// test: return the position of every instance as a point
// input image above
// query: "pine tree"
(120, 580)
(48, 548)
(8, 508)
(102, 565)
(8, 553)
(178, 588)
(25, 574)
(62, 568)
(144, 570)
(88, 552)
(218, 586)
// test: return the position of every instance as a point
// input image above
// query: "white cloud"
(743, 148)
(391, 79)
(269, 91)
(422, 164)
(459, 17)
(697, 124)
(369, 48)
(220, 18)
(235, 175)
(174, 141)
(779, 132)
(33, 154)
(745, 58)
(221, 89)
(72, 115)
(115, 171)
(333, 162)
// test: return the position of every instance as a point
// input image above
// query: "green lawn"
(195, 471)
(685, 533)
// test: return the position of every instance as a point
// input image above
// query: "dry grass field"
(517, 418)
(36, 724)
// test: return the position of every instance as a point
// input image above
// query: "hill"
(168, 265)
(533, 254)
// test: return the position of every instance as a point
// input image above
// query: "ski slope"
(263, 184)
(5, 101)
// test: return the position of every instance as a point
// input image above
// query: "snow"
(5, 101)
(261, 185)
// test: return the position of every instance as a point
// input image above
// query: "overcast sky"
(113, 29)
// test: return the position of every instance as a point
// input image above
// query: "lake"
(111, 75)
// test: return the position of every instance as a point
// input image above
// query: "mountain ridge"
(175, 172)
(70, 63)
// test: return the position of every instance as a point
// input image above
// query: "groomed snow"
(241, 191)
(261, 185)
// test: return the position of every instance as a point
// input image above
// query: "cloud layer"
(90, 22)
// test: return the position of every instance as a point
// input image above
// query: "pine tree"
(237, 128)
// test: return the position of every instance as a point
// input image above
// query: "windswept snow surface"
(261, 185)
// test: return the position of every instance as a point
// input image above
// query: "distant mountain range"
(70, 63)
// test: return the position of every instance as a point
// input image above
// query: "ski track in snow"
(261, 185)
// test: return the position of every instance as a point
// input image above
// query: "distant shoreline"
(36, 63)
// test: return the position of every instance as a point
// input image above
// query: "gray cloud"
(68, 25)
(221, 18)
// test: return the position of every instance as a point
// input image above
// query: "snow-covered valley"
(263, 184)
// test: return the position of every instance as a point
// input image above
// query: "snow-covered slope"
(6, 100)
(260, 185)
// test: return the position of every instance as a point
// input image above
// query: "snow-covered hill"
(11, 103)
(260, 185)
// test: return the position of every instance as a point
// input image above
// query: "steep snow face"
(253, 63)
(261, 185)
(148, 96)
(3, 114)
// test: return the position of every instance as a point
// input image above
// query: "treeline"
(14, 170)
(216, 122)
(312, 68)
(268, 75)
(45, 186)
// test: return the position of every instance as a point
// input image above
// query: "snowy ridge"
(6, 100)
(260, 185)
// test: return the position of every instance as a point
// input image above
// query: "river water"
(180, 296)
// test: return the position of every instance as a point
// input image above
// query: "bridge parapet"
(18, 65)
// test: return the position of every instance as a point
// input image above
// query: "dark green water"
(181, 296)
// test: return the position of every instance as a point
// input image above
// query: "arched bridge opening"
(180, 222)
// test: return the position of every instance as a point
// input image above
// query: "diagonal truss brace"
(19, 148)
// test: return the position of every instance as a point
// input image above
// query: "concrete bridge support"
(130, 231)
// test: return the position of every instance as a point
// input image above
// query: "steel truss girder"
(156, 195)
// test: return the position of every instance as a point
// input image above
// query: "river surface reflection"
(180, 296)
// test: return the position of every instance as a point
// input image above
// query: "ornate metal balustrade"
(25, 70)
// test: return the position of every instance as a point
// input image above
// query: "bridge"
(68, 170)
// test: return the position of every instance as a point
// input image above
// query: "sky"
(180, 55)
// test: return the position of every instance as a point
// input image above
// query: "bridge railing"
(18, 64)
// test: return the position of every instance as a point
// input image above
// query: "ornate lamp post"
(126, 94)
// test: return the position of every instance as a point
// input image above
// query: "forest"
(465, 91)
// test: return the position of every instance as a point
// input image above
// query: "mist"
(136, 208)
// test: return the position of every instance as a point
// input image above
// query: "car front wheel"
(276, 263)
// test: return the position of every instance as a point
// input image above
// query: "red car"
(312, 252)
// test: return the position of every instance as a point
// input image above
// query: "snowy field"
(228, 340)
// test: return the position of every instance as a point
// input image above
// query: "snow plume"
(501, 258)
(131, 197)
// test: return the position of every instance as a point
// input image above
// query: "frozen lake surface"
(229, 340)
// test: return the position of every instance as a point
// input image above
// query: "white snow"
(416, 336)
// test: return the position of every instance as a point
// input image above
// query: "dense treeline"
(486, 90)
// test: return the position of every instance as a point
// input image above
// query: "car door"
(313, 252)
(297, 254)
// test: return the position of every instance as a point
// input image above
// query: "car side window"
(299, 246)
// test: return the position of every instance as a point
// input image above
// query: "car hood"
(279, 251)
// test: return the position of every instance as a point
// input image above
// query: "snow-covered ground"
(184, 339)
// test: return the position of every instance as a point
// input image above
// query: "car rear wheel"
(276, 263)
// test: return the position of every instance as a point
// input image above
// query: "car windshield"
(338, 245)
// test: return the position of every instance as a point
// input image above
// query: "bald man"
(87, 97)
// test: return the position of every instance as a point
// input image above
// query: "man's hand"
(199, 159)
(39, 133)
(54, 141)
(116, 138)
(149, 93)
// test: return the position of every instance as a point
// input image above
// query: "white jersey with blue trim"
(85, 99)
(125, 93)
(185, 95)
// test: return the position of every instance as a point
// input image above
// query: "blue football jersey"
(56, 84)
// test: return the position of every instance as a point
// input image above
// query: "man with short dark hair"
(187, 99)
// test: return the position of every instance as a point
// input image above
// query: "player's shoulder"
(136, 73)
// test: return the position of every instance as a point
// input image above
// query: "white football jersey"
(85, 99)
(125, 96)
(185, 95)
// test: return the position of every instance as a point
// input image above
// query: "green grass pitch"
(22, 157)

━━━━━━━━━━━━━━━━━━━━━━━━━━━━━━

__Requirements__
Give an exact copy of all the data shown above.

__Exercise output__
// test: return the position of every instance as a point
// input image above
// query: "pine tree"
(120, 580)
(48, 548)
(8, 508)
(102, 565)
(8, 553)
(178, 588)
(25, 574)
(62, 568)
(144, 570)
(88, 552)
(218, 586)
// test: return the position of every instance as a point
// input image above
// query: "white cloud"
(743, 148)
(391, 79)
(269, 91)
(422, 164)
(459, 17)
(697, 124)
(369, 48)
(220, 18)
(235, 175)
(174, 141)
(779, 132)
(33, 154)
(745, 58)
(221, 89)
(72, 115)
(115, 171)
(333, 162)
// test: return the position of every instance as a point
// input image above
// query: "green lawn"
(195, 471)
(685, 533)
// test: return the position of every instance as a point
// input image above
// query: "dry grass field"
(517, 418)
(36, 724)
// test: return the position of every instance as a point
// input image above
// query: "hill"
(168, 265)
(533, 254)
// test: return the position of every instance as a point
// input image above
// query: "ski slope"
(263, 184)
(5, 101)
// test: return the position of every instance as a point
// input image above
// query: "snow"
(5, 101)
(261, 185)
// test: return the position of every instance as a point
// input image above
// query: "overcast sky"
(113, 29)
// test: return the position of every instance as a point
// input image above
// query: "lake"
(111, 75)
// test: return the position of every instance as a point
// input image above
// query: "mountain ridge"
(175, 172)
(70, 63)
// test: return the position of every instance as a point
// input image above
// query: "groomed snow"
(241, 191)
(261, 185)
// test: return the position of every instance as a point
// input image above
// query: "cloud layer"
(90, 22)
// test: return the position of every instance as a point
// input image above
// query: "pine tree"
(237, 128)
// test: return the position of every instance as a point
// input image above
// query: "windswept snow surface"
(261, 185)
// test: return the position of every instance as a point
// input image above
// query: "distant mountain range"
(70, 63)
// test: return the position of every instance as a point
// input image above
// query: "ski track in snow"
(261, 185)
// test: return the position of every instance as a point
// input image above
// query: "distant shoreline"
(36, 63)
// test: return the position of every instance as a point
// input image above
// query: "gray cloud"
(68, 25)
(221, 18)
// test: return the position of every instance as a point
// input image above
// query: "snow-covered valley"
(263, 184)
// test: return the position of every instance as a point
// input image above
// query: "snow-covered slope"
(6, 100)
(260, 185)
// test: return the position of every instance as a point
// input image above
// query: "snow-covered hill"
(11, 103)
(260, 185)
// test: return the position of every instance as a point
// input image above
// query: "steep snow face"
(253, 63)
(261, 185)
(148, 96)
(3, 114)
// test: return the position of every instance as a point
// input image above
// query: "treeline"
(14, 170)
(216, 122)
(312, 68)
(268, 75)
(45, 186)
// test: return the position of every instance as a point
// input image above
// query: "snowy ridge"
(6, 100)
(260, 185)
// test: return the position of every instance as a point
// input image above
// query: "river water"
(180, 296)
// test: return the position of every instance as a point
// input image above
// query: "bridge parapet"
(18, 65)
// test: return the position of every instance as a point
// input image above
// query: "dark green water"
(181, 296)
// test: return the position of every instance as a point
// input image above
// query: "arched bridge opening"
(180, 222)
// test: return the position of every instance as a point
// input image above
// query: "diagonal truss brace"
(19, 148)
// test: return the position of every instance as a point
// input image above
// query: "concrete bridge support"
(130, 231)
// test: return the position of every instance as a point
// input image above
// query: "steel truss girder"
(156, 195)
// test: return the position of every instance as a point
// input image above
// query: "river surface reflection"
(180, 296)
// test: return the position of every instance as a point
// input image above
// query: "ornate metal balustrade"
(25, 70)
// test: return the position of every instance as a point
// input image above
// query: "bridge"
(68, 170)
// test: return the position of every instance as a point
// input image above
// query: "sky"
(180, 55)
// test: return the position of every instance as a point
// input image above
// query: "bridge railing"
(18, 64)
// test: return the position of every instance as a point
// input image above
// query: "ornate lamp post"
(126, 94)
// test: return the position of every instance as a point
// input image above
// query: "forest"
(465, 91)
// test: return the position of every instance as a point
// input image above
// query: "mist"
(136, 208)
// test: return the position of every instance as a point
// input image above
// query: "car front wheel"
(276, 263)
// test: return the position of every instance as a point
// input image above
// query: "red car"
(312, 252)
// test: return the position of every instance as a point
// input image above
// query: "snowy field"
(228, 340)
// test: return the position of every instance as a point
// input image above
// query: "snow plume"
(501, 258)
(131, 197)
// test: return the position of every instance as a point
// input image above
// query: "frozen lake surface"
(229, 340)
// test: return the position of every instance as a point
// input image above
// query: "white snow"
(416, 336)
// test: return the position of every instance as a point
// input image above
// query: "dense treeline"
(486, 90)
// test: return the position of every instance as a point
// input image above
// query: "car door"
(313, 252)
(297, 254)
// test: return the position of every instance as a point
// input image above
// query: "car side window"
(299, 246)
// test: return the position of every instance as a point
// input image above
// query: "car hood"
(279, 251)
// test: return the position of every instance as a point
// input image above
// query: "snow-covered ground"
(184, 339)
// test: return the position of every instance as a point
// input image above
// query: "car rear wheel"
(276, 263)
// test: return the position of every instance as a point
// input image above
// query: "car windshield"
(338, 245)
// test: return the position of every instance as a point
// input image above
// query: "bald man"
(87, 97)
// test: return the position of every instance as a point
// input image above
// query: "man's hand"
(199, 159)
(39, 133)
(54, 141)
(116, 138)
(149, 93)
// test: return the position of every instance as a point
// input image above
// query: "white jersey with blue trim"
(85, 99)
(125, 93)
(185, 95)
// test: return the position of every instance as a point
// input image above
// query: "blue football jersey"
(56, 84)
// test: return the position of every instance as a point
// input image above
// query: "man with short dark hair"
(187, 99)
// test: return the position of every instance as a point
// input image above
// query: "player's shoulder"
(136, 73)
// test: return the position of every instance as a point
// input image above
// query: "white football jersey"
(85, 99)
(125, 96)
(185, 95)
// test: return the position of every instance as a point
// input image above
// query: "green grass pitch"
(22, 157)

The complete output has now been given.